## Your objective
Recast every row of the data listing below as a numbered list, skipping blank lines and leaving out the pictures.

## Data listing
+-------+

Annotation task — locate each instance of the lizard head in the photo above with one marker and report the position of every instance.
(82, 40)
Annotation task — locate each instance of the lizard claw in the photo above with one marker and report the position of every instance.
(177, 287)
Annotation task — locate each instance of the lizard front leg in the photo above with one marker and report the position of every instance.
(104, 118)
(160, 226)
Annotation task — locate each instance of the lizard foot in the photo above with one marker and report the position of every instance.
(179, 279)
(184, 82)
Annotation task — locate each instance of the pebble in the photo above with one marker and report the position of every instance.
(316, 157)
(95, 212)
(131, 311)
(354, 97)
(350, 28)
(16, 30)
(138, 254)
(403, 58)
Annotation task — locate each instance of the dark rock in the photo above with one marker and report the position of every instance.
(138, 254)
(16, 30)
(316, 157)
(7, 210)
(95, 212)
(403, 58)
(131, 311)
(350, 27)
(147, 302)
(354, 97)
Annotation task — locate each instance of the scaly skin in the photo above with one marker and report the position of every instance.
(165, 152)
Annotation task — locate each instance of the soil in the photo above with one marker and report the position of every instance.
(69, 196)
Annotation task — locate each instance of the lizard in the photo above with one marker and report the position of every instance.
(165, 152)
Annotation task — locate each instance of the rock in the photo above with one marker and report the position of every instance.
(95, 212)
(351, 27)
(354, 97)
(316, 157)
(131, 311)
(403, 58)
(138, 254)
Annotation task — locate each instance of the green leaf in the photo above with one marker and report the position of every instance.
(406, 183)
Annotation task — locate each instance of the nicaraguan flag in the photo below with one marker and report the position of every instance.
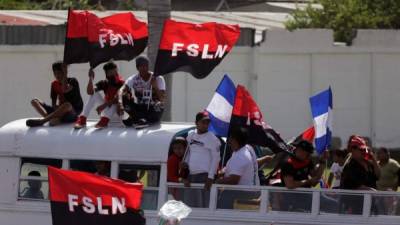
(321, 108)
(220, 107)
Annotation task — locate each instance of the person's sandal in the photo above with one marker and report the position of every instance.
(34, 123)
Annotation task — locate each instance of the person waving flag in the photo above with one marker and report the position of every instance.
(81, 198)
(321, 109)
(220, 107)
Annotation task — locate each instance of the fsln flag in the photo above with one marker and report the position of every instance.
(246, 113)
(307, 135)
(194, 48)
(96, 40)
(220, 107)
(321, 108)
(81, 198)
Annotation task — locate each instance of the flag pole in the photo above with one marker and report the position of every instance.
(224, 153)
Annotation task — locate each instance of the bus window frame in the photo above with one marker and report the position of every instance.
(27, 178)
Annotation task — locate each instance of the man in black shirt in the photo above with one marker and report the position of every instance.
(299, 171)
(66, 100)
(106, 106)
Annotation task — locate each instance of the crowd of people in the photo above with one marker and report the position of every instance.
(197, 158)
(141, 96)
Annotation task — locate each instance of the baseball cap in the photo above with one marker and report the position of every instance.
(305, 145)
(202, 116)
(142, 60)
(357, 142)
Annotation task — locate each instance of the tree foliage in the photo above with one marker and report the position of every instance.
(345, 16)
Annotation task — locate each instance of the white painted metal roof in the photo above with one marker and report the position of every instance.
(256, 20)
(113, 143)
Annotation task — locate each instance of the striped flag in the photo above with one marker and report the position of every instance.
(81, 198)
(321, 108)
(220, 107)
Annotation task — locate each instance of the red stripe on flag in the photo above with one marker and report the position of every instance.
(211, 34)
(64, 182)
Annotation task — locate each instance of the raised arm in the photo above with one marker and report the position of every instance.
(90, 89)
(120, 106)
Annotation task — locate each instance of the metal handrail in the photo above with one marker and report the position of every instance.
(265, 192)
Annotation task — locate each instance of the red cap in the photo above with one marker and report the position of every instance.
(202, 116)
(359, 142)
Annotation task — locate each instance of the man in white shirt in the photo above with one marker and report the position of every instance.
(202, 160)
(142, 96)
(241, 169)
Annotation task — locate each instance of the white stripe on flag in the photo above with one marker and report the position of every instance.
(220, 108)
(320, 124)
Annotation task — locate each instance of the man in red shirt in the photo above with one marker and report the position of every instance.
(106, 107)
(66, 100)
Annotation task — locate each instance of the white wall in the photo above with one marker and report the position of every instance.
(281, 74)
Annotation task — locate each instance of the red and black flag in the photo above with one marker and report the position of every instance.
(81, 198)
(194, 48)
(246, 113)
(96, 40)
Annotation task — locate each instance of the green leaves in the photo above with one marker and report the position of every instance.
(345, 16)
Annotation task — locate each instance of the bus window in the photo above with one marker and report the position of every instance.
(91, 166)
(149, 176)
(33, 182)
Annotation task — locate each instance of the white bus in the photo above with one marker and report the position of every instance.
(144, 154)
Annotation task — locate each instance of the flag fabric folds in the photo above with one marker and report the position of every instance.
(81, 198)
(96, 40)
(321, 108)
(246, 113)
(194, 48)
(307, 135)
(220, 107)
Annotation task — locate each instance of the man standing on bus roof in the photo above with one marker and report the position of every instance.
(66, 91)
(146, 105)
(107, 106)
(202, 160)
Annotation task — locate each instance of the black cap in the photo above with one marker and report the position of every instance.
(142, 60)
(202, 116)
(305, 145)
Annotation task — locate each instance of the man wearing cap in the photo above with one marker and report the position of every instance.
(299, 171)
(202, 161)
(147, 104)
(360, 173)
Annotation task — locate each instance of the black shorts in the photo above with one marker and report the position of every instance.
(143, 111)
(69, 117)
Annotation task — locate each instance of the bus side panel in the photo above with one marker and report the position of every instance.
(9, 170)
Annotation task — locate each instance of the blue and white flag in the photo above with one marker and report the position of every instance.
(220, 107)
(321, 108)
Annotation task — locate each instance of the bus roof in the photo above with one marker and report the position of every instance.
(113, 143)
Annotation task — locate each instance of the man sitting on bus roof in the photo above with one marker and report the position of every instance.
(241, 169)
(107, 106)
(64, 89)
(146, 105)
(202, 160)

+-------+

## Task output
1. Annotation task — locate each instance of the lizard head in the photo above with one marker and report the position of every instance.
2. (82, 40)
3. Annotation task — locate each instance of the lizard claw in the photo above with one marker and report the position of every instance.
4. (177, 287)
5. Annotation task — locate each instance of the lizard front leg in the photo above with one marker and report the position of every instance.
6. (104, 118)
7. (160, 226)
8. Annotation task — locate each instance of the lizard foot in the photo above with one marker and report the position of every instance.
9. (179, 279)
10. (184, 82)
11. Annotation task — locate each instance of the pebble in the photo above with one marker and report the position of every instance.
12. (316, 157)
13. (95, 212)
14. (131, 311)
15. (354, 97)
16. (350, 28)
17. (16, 30)
18. (138, 254)
19. (403, 58)
20. Annotation task — locate each instance of the dark rock in the photo above with one marker and report the position of every instance.
21. (138, 254)
22. (16, 30)
23. (316, 157)
24. (7, 210)
25. (95, 212)
26. (403, 58)
27. (131, 311)
28. (350, 27)
29. (147, 302)
30. (354, 97)
31. Annotation task — locate each instance of the scaly skin in the photo above with one marker and report the position of every instance.
32. (165, 152)
33. Annotation task — locate each instance of the soil in the photo above with one marker and report the position of every instance.
34. (69, 196)
35. Annotation task — locate each instance of the lizard in the photo above with one marker and report the position of every instance.
36. (165, 152)
37. Annotation task — locate each instance of the rock in the photo above with one marker and report the position of every instance.
38. (95, 212)
39. (351, 27)
40. (354, 97)
41. (316, 157)
42. (131, 311)
43. (403, 58)
44. (138, 254)
45. Annotation task — locate each instance of the green leaf in the photo above with one marker and report the position of every instance.
46. (406, 183)
47. Annotation task — locate each instance of the nicaraguan flag in the photo below with one marker and report the position of every instance.
48. (321, 108)
49. (220, 107)
50. Annotation task — locate each instance of the person's sandal in the photo above with one marker and report the position of every instance.
51. (34, 123)
52. Annotation task — locate each instance of the person waving flag in the photo above with one marker and report the position of every instance.
53. (81, 198)
54. (321, 109)
55. (220, 107)
56. Annotation task — locate each instance of the fsln flag in the photo above with one marker and report the position of every instance.
57. (246, 113)
58. (307, 135)
59. (194, 48)
60. (96, 40)
61. (220, 107)
62. (321, 108)
63. (81, 198)
64. Annotation task — locate each instance of the flag pole in the photo above with one marker and report the position of every instance.
65. (224, 153)
66. Annotation task — locate each instance of the bus window frame in the photo above with one marker and report the position of every instance.
67. (27, 178)
68. Annotation task — locate each instance of the man in black shirt in the photo above with one marker and report the position of every instance.
69. (299, 171)
70. (66, 100)
71. (106, 106)
72. Annotation task — locate each instance of the crowd of people in the photo above with one marker and report the position of every instance.
73. (197, 158)
74. (141, 96)
75. Annotation task — locate each instance of the baseball cap in the photo above with one marker and report the position of every instance.
76. (305, 145)
77. (202, 116)
78. (142, 60)
79. (357, 142)
80. Annotation task — locate each instance of the tree foliage in the photo above with one marker and report the position of every instance.
81. (345, 16)
82. Annotation task — locate each instance of the white painted metal roof in the photo above with one marker and report the position of every instance.
83. (256, 20)
84. (113, 143)
85. Annotation task — locate each instance of the striped flag in the photo above with one marker and report the position of every instance.
86. (81, 198)
87. (321, 108)
88. (220, 107)
89. Annotation task — locate each instance of the red stripe on flag in the photo above with one marker and report the position of every instance.
90. (211, 34)
91. (64, 182)
92. Annotation task — locate each instance of the raised arm in the photo above with one marker and report the position of every instance.
93. (90, 89)
94. (120, 106)
95. Annotation task — locate each instance of the metal handrail in the photo above with one marker and report the position of every instance.
96. (265, 192)
97. Annotation task — locate each instance of the red cap in the photo above with one marker and report the position of every instance.
98. (202, 116)
99. (359, 142)
100. Annotation task — locate each instance of the man in white shirt in the photo above with one marker and report the position of every instance.
101. (202, 160)
102. (142, 96)
103. (241, 169)
104. Annotation task — locate each instance of the white stripe on flag in the photo above with one marker and report the position of every instance.
105. (220, 108)
106. (320, 124)
107. Annotation task — locate each instance of the man in red shirt in the photo above with one marker and report the position of every instance.
108. (106, 107)
109. (66, 100)
110. Annotation task — locate each instance of the white wall in the photo above with one marker and report the position of every instance.
111. (281, 74)
112. Annotation task — locate each instance of the red and black flag in the photo above with one marker and report the position of every instance.
113. (81, 198)
114. (194, 48)
115. (246, 113)
116. (96, 40)
117. Annotation task — locate each instance of the green leaves in the photo above with one marker and report the position of every instance.
118. (345, 16)
119. Annotation task — locate each instance of the bus window in the photo above with one marker and report the position of every instance.
120. (91, 166)
121. (149, 176)
122. (33, 182)
123. Annotation task — locate each instance of the white bus in the photo above with one marker and report the position of every instance.
124. (144, 154)
125. Annotation task — locate each instance of the flag fabric folds in the photo above with one marker and report the position of every instance.
126. (81, 198)
127. (96, 40)
128. (321, 108)
129. (246, 113)
130. (194, 48)
131. (307, 135)
132. (220, 107)
133. Annotation task — locate each instance of the man standing on bus roof in the photo above with one marker and report the position of every instance.
134. (66, 91)
135. (146, 105)
136. (107, 106)
137. (202, 160)
138. Annotation task — locate each instance of the black cap in the photo above with one marker and report the position of every instance.
139. (142, 60)
140. (202, 116)
141. (305, 145)
142. Annotation task — locate each instance of the man wearing cap in the photo above with one marker and report the position of every instance.
143. (299, 171)
144. (202, 161)
145. (147, 104)
146. (360, 173)
147. Annotation task — locate each instance of the black shorts in the photo above with one marker and report the position of every instance.
148. (143, 111)
149. (69, 117)
150. Annotation task — locate each instance of the bus side panel in the photo above with one marker and report the position of every instance.
151. (9, 170)
152. Annotation task — locate each instance of the blue and white flag in the photo above with one marker and report the position of every instance.
153. (220, 107)
154. (321, 108)
155. Annotation task — locate each instance of the bus roof in the photo above with one marker and report the position of every instance.
156. (113, 143)
157. Annotation task — locate each instance of the man sitting on bus roof in the photo above with one marker and report the position of every instance.
158. (241, 169)
159. (107, 106)
160. (64, 89)
161. (146, 105)
162. (202, 160)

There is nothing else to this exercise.